> Consegne
1/ Per favore, riporta dall'estratto, parola per parola, il passo che si apre con le parole contenenti "Se qualcuno si" e si chiude con "Repubblica Sergio Mattarella.".
2/ Secondo l'estratto, chi invita al dialogo e all'accoglienza anche nel messaggio di fine anno?

> Estratto
##############################

Ancora un po’ di pazienza: a febbraio cercheremo di tirare le somme, ospitando su questo giornale anche alcuni vostri commenti, pensieri, riflessioni.

Se qualcuno si è scordato di leggere il sondaggio, ha ancora qualche giorno per farlo e per inviare la sua opinione: 

Da parecchi mesi, ma soprattutto dopo gli ultimi eventi e l’infuocata polemica su #portiaperti o #portichiusi, su come gestire immigrazione, accoglienza, integrazione, sono emerse con forza due posizioni differenti, due approcci antitetici, due soluzioni divergenti, due ricette inconciliabili.
Molti sono intervenuti sul tema, ma senza alcun dubbio, anche se non sono due competitor, i principali testimoni di questo “diverso sentire” sono stati da una parte il Ministro dell’Interno Matteo Salvini e dall’altra il Presidente della Repubblica Sergio Mattarella.

  • Matteo Salvini è il campione della fermezza, della chiusura come unico argine alla difesa identitaria, della diffidenza verso le ‘cooperative affariste e verso le Ong complici degli scafisti’.
  • Sergio Mattarella, anche nel messaggio di fine anno, invita invece al dialogo, all’equilibrio dei poteri, alla accoglienza, alla inclusione, alla cittadinanza aperta, mentre promuove il ruolo fondamentale del volontariato.

Non siamo – o non siamo ancora – allo scontro istituzionale, ma le due posizioni, le due idee di Italia non potrebbero essere più distanti. E anche su questo si orienterà il nostro voto la prossima primavera.

##############################

> Dati registrati
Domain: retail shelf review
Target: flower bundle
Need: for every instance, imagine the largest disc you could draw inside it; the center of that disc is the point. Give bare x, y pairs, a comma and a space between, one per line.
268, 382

##############################

> Soluzioni per consegna
1/
Se qualcuno si è scordato di leggere il sondaggio, ha ancora qualche giorno per farlo e per inviare la sua opinione: 

Da parecchi mesi, ma soprattutto dopo gli ultimi eventi e l’infuocata polemica su #portiaperti o #portichiusi, su come gestire immigrazione, accoglienza, integrazione, sono emerse con forza due posizioni differenti, due approcci antitetici, due soluzioni divergenti, due ricette inconciliabili.
Molti sono intervenuti sul tema, ma senza alcun dubbio, anche se non sono due competitor, i principali testimoni di questo “diverso sentire” sono stati da una parte il Ministro dell’Interno Matteo Salvini e dall’altra il Presidente della Repubblica Sergio Mattarella.

2/ Il Presidente della Repubblica Sergio Mattarella.